*Lista de tarefas:*
1) No trecho sobre a desapropriação, liste os verbos que o artigo 1228 do Código Civil usa para nomear a faculdade do proprietário sobre a coisa.
2) Retome o trecho sobre a desapropriação e dê continuidade ao texto a partir do ponto em que ele termina.

*Trecho selecionado:*

+ + +

Entre os requisitos, porém, assume destaque a imprevisibilidade do ocorrido, que deve ser verificada objetivamente, fugindo a questões meramente subjetivas do contratante, de maneira que se possa crer, com certeza, que a avença não teria sido concretizada se fosse conhecida, pelo contratante, a possibilidade desta mudança de contexto.
In casu, a desapropriação do imóvel assume inexoravelmente a condição de circunstância imprevisível: trata-se de fato do príncipe ao qual se seguiu um esbulho não solucionado pelas forças policiais, ainda que expedido mandado judicial de reintegração. Diante desse fato, deve ser reconhecido o prejuízo dos demandantes em razão desse evento, pelo que o afastamento dos efeitos da mora a partir da efetiva obstrução da atividade produtiva na Fazenda Inhacapetum, com a publicação do decreto expropriatório.
Embora os postulantes sustentem que a desapropriação tenha sido motivada pelo Banco do Brasil, não há evidências nesse sentido. O fato da existência de convênio entre o banco réu e o INCRA não impõe essa conclusão, já que a Administração Pública tem legitimidade para definir os casos em que a expropriação será consumada. Na hipótese, a desapropriação se deu com fundamento no art. 2º, III, da Lei 4132/62 (“Art. 2º Considera-se de interesse social: (…) III – o estabelecimento e a manutenção de colônias ou cooperativas de povoamento e trabalho agrícola;”), conforme se denota da inicial da ação de desapropriação nº 1.03.0003948-0, em trâmite na 1ª Vara Cível de Santiago/RS (fls. 230 e seguintes).
Com o deferimento do pedido liminar de imissão da posse na referida ação de desapropriação ao Estado do Rio Grande do Sul, a propriedade foi imediatamente ocupada pelos integrantes do movimento Sem Terra, sendo obstaculizado aos demandantes as faculdades de domínio sobre a propriedade, previstas no artigo 1228 do Código Civil brasileiro.

Art. 1228- O proprietário tem a faculdade de usar, gozar e dispor da coisa, e o direito de reavê-la do poder de quem quer que injustamente a possua ou a detenha.

+ + +

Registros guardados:
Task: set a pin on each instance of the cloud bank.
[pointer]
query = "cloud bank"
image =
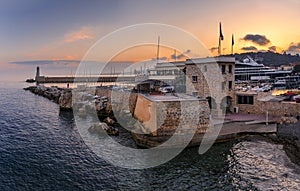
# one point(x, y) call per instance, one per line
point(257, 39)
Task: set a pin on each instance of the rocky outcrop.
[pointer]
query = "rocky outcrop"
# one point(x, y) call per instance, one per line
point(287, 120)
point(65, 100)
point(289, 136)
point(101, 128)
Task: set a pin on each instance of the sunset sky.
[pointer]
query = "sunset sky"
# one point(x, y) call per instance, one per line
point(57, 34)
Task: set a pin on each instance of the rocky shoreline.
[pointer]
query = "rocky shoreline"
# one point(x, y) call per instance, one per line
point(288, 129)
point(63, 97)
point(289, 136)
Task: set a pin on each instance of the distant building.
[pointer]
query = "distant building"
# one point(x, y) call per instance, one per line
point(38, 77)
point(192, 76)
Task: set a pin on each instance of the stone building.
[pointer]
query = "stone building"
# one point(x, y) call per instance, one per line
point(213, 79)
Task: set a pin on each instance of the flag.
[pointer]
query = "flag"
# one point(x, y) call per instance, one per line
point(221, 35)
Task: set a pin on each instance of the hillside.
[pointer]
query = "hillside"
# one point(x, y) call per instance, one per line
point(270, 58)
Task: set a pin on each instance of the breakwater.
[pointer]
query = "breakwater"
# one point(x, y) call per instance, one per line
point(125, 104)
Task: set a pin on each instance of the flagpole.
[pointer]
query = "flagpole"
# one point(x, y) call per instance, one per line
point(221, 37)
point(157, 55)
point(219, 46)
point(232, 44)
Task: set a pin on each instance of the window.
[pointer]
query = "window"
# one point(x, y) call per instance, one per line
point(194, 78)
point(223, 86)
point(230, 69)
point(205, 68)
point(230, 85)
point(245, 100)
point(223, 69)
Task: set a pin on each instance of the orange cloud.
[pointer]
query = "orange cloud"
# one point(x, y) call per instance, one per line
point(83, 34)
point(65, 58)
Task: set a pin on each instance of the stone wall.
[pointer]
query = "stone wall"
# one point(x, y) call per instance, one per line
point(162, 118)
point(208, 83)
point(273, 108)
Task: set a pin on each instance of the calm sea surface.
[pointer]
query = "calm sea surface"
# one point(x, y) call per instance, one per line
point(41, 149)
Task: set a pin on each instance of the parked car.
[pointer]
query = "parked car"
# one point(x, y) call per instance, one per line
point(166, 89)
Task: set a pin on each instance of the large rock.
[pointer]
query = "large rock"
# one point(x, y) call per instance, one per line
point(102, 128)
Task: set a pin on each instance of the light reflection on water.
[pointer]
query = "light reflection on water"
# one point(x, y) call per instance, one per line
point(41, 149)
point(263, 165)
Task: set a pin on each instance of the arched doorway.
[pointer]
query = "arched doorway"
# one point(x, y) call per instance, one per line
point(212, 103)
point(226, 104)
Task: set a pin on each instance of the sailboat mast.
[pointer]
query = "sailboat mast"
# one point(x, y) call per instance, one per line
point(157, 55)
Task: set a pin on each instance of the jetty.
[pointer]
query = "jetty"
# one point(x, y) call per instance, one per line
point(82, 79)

+ + +

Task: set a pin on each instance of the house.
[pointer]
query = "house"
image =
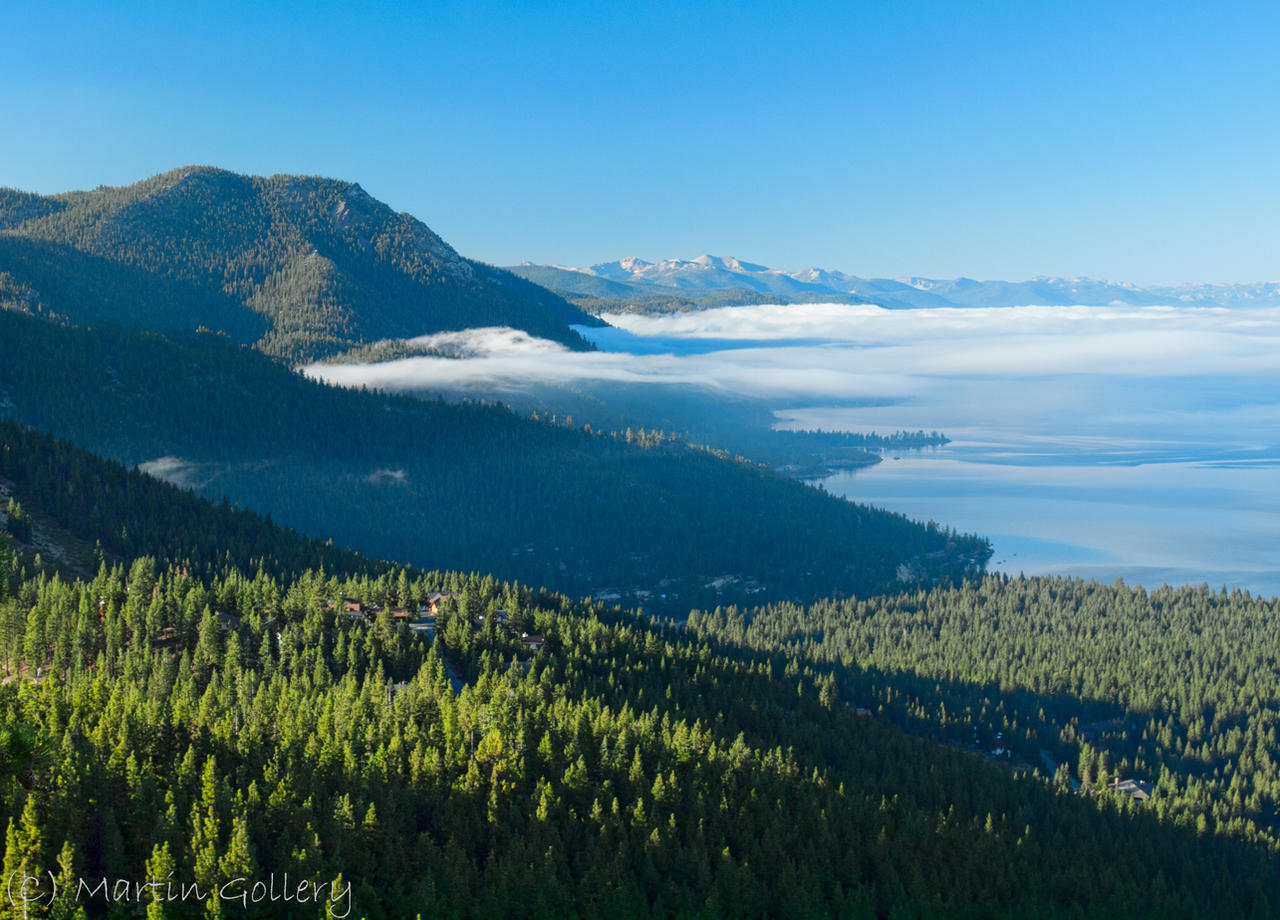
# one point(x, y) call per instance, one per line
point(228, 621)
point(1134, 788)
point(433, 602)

+ + +

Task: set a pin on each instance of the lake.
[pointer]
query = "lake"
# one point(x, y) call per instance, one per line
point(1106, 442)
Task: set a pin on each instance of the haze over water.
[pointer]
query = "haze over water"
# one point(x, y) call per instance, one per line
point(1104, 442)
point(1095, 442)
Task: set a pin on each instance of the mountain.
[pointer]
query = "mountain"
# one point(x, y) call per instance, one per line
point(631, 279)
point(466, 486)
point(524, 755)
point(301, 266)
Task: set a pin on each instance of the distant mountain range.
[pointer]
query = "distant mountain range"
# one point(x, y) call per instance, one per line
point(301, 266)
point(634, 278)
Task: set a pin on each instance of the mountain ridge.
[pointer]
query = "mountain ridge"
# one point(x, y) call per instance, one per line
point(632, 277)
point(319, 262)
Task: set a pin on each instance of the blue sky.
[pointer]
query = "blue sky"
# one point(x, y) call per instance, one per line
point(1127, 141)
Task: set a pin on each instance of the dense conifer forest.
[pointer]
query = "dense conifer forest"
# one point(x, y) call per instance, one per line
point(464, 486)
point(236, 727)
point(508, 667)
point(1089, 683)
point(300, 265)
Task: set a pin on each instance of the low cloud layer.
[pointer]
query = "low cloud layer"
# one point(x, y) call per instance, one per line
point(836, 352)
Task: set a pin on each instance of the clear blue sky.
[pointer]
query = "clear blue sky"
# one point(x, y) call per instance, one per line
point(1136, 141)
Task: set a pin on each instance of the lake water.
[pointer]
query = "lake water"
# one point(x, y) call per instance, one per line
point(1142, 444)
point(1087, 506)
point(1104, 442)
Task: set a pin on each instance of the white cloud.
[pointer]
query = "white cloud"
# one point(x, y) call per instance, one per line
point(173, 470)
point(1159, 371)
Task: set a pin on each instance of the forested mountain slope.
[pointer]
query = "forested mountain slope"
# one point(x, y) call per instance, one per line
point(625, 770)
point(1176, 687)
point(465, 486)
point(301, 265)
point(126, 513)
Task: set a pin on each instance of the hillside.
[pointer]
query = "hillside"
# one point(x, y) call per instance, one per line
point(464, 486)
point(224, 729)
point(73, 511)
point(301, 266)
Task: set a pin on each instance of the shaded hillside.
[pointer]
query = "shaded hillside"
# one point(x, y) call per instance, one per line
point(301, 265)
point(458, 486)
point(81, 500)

+ + +

*Respostas das tarefas:*
1) usar, gozar, dispor

2)
Além dos institutos da posse o referido dispositivo assegura ao proprietário o direito de reaver o bem do poder de quem quer que injustamente a possua. Entretanto tal direito não foi respeitado, pois mesmo tendo sido sustado o efeito do decreto expropriatório pelo Superior Tribunal de Justiça, a administração Estadual não atendeu a decisão judicial.
Ademais, também foi violado o Princípio do Respeito à Propriedade expresso na Magna Carta no artigo 5º inciso XXII e no artigo 1º, Procotolo n.1, adicional à Convenção de Proteção dos Direitos do Homem e das Liberdades Fundamentais do Conselho da Europa (CEDH), o qual prescreve: “a cada um o direito ao respeito de seus bens”.
Não sendo garantido aos demandantes o direito à propriedade plena estes ficaram tolhidos de extrair qualquer tipo de renda da sua propriedade.
Devido à ausência de recursos econômicos o financiamento contraído para o custeio e investimento na atividade agropecuária não foi adimplido.
Verifica-se pela documentação de fls. 179/191, que os pagamentos das parcelas do financiamento deixaram de ser realizados a partir do dia 26 de junho de 2002, ou seja, sete meses e dois dias depois da desapropriação.
O artigo 393 do Código Civil estabelece que não sendo o devedor (demandantes) o responsável pelo caso fortuito e pela força maior (ação de desapropriação) não podem recair sobre ele os encargos moratórios.

Art. 393 O devedor não responde pelos prejuízos resultantes de caso fortuito ou força maior, se expressamente não se houver por eles responsabilizado.
Parágrafo único. O caso fortuito ou de força maior verifica-se no fato necessário, cujos efeitos não era possível evitar ou impedir.

Pela conclusão da ação de desapropriação verifica-se que os demandantes não deram ensejo à ação de desapropriação, pois foi determinado pelo Superior Tribunal de Justiça à reintegração de posse aos demandantes, logo é cristalina a incidência do caso fortuito e da força maior.
Não sendo os demandantes os responsáveis pelo caso fortuito e nem pela força maior inexiste mora, por conseqüência não há que se falar em encargos moratórios. Nesse sentido o artigo 396 também do Código Civil prevê a exclusão da mora quando o fato ou a demora não for imputável ao devedor:

Art. 396 Não havendo fato ou omissão imputável ao devedor não incorre este em mora.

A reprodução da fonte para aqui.